Copy exactly the lines of the records below, and only those lines, beginning with the line that contains "bush in this photo." and ending with the line that contains "cable in this photo.".

GIVEN RECORDS below:

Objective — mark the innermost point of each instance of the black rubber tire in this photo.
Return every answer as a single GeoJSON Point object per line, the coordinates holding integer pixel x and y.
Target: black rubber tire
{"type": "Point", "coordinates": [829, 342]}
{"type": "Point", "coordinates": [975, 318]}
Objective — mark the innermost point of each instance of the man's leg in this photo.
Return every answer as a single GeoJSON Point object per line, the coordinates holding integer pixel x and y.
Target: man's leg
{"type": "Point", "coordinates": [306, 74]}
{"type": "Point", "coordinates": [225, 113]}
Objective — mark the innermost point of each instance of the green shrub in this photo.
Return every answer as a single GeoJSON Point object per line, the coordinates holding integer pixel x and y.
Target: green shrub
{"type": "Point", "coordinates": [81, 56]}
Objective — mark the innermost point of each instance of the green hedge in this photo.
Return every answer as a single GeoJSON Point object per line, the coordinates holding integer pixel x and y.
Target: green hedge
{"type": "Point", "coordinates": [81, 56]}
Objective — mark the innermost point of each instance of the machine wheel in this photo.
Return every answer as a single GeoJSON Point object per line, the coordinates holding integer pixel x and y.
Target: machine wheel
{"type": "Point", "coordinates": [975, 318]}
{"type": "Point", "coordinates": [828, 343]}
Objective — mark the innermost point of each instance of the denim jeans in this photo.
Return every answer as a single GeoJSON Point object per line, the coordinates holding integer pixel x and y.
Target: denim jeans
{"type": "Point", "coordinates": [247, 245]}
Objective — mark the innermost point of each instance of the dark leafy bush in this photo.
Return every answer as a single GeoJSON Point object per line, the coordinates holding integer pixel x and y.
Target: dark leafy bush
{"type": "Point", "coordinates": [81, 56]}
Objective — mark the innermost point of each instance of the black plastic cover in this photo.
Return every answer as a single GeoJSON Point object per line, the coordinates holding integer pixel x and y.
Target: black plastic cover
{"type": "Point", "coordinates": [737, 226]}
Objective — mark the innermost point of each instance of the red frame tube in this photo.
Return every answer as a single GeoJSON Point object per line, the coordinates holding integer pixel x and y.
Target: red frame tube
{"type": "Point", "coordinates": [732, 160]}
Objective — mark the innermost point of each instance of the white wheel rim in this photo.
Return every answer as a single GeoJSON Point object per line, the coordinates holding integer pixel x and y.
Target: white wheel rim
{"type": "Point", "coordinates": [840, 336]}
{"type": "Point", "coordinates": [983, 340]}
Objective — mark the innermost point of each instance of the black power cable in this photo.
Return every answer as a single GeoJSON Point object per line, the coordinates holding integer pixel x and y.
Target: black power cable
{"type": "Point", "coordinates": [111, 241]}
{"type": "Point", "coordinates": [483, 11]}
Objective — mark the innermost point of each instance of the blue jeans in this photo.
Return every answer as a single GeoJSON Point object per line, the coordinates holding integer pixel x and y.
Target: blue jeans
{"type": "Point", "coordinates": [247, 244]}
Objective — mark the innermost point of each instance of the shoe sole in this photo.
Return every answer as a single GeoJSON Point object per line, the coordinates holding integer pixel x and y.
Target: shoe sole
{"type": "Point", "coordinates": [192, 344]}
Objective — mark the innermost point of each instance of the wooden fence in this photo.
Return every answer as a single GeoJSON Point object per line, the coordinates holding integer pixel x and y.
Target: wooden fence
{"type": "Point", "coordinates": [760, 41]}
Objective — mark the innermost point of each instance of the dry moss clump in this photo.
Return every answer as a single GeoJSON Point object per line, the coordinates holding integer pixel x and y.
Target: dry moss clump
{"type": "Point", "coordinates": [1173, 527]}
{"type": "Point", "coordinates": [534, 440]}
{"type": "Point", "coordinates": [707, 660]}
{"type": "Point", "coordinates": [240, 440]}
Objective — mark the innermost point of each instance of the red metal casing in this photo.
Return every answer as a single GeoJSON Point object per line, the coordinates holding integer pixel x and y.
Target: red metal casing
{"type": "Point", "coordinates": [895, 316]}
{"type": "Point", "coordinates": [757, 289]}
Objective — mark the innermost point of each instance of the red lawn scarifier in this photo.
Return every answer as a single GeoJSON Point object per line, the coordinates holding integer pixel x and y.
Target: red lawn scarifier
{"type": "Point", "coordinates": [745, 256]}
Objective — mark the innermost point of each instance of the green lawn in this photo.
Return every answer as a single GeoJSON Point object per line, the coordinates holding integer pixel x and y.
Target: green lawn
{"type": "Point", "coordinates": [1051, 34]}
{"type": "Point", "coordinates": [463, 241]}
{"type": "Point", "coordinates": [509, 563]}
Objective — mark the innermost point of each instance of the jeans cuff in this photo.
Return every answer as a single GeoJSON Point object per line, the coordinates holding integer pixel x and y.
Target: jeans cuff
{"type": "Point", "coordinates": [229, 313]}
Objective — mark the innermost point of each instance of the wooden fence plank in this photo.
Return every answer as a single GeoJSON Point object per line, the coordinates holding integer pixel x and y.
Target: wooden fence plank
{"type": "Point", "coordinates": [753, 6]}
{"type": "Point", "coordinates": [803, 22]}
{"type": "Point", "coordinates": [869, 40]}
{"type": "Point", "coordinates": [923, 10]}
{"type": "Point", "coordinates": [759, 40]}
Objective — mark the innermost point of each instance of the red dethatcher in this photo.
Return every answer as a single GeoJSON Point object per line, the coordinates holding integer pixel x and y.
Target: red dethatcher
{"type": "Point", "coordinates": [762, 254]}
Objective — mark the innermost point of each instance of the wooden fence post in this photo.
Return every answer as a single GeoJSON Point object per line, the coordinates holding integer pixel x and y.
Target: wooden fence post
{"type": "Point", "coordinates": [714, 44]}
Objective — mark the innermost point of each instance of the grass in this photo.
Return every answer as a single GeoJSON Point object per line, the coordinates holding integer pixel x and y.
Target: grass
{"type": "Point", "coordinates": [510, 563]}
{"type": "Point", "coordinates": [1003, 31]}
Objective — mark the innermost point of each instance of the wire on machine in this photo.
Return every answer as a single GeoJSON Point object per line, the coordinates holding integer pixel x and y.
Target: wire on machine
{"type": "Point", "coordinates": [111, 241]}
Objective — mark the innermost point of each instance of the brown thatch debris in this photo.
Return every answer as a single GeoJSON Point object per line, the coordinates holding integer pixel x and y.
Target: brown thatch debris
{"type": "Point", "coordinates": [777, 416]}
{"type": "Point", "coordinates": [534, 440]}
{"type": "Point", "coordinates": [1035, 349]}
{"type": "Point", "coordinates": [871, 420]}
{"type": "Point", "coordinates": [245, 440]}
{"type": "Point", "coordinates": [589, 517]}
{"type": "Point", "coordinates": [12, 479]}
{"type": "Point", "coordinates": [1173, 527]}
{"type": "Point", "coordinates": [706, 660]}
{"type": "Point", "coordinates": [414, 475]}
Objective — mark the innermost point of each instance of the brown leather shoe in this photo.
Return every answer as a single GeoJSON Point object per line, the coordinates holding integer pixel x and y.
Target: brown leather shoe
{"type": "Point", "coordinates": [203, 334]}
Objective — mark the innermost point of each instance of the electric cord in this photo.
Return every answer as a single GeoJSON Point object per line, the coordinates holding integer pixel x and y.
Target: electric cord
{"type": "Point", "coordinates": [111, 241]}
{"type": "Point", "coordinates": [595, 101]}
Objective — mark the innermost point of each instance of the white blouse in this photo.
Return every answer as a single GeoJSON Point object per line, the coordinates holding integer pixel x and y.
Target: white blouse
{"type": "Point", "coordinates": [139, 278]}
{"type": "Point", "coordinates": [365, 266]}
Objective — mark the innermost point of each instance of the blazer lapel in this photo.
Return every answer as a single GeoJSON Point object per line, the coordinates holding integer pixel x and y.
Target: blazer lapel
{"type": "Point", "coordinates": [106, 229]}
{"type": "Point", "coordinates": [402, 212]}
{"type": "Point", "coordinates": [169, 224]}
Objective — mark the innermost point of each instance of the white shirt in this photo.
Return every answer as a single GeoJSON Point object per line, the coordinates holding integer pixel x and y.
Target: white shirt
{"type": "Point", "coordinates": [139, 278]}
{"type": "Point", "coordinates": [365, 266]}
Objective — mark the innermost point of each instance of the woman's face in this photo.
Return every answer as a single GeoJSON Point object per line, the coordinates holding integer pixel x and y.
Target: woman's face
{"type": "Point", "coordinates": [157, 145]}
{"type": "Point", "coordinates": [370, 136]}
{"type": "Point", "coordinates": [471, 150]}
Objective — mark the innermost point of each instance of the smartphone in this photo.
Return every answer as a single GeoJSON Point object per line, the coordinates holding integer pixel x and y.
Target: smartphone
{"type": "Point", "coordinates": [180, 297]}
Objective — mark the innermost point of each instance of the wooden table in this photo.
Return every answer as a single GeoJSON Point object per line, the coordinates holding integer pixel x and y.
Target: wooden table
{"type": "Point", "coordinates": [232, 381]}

End of GIVEN RECORDS.

**EXERCISE OUTPUT:**
Objective — mark the innermost point of each instance of the dark leafy bush in this photo.
Return every answer as a single GeoJSON Point object per line, the coordinates holding integer pixel x and y.
Target: dark leafy bush
{"type": "Point", "coordinates": [81, 56]}
Objective — mark the innermost point of each instance of the black plastic cover in this photo.
Return every answer as a single GeoJSON Point object per line, the coordinates holding integer pixel x and y.
Target: black plastic cover
{"type": "Point", "coordinates": [737, 226]}
Objective — mark the innermost point of each instance of the red frame tube in this photo.
Return every answer as a single GeoJSON Point object per line, the coordinates holding integer pixel x and y.
Target: red frame tube
{"type": "Point", "coordinates": [732, 160]}
Objective — mark the innermost point of each instance of the white wheel rim in this photo.
Return every answer as a single GeoJSON Point object per line, the coordinates holding integer pixel x and y.
Target: white wheel rim
{"type": "Point", "coordinates": [840, 336]}
{"type": "Point", "coordinates": [983, 340]}
Objective — mark the innermost point of each instance of the black power cable in this photo.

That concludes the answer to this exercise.